## [Assignment]
Start at the line containing "Identify a point on every instance of the boar's hoof" and transcribe every line exactly through the end of the records below, and only those lines.

[Point localization data]
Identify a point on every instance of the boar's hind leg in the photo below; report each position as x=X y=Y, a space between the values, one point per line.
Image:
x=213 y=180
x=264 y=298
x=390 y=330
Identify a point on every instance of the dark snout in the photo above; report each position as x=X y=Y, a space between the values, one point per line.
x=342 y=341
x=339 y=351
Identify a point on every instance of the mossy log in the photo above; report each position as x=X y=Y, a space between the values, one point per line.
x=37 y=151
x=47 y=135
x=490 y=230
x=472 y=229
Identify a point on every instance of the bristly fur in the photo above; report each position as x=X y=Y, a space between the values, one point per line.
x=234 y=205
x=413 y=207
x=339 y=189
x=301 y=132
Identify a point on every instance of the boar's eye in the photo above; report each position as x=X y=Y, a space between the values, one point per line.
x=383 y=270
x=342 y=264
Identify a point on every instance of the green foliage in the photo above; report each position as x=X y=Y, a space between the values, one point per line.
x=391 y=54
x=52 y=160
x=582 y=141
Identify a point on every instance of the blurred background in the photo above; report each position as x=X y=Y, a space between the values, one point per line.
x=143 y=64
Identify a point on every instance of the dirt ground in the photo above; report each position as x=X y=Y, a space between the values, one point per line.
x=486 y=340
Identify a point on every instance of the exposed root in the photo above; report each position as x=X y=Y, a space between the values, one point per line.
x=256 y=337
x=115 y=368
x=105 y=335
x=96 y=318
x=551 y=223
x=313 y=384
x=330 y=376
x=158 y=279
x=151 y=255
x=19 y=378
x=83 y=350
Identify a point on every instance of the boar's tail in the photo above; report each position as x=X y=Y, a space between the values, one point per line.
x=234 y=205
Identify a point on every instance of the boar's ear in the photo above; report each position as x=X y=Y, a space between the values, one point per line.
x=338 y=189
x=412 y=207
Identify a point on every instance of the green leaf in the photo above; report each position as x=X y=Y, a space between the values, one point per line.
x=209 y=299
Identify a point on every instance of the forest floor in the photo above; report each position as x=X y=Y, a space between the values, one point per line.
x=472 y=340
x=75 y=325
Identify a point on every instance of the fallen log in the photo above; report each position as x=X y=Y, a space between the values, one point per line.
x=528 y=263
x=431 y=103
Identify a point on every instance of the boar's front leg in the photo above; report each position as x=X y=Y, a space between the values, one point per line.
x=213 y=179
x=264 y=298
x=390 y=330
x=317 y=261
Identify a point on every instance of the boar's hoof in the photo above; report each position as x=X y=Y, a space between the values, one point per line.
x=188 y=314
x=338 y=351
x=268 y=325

## [Problem solution]
Identify a point on every instance of the boar's hoof in the photo above; report each position as x=X y=Y, a space between the values, one point per line.
x=188 y=314
x=338 y=351
x=268 y=325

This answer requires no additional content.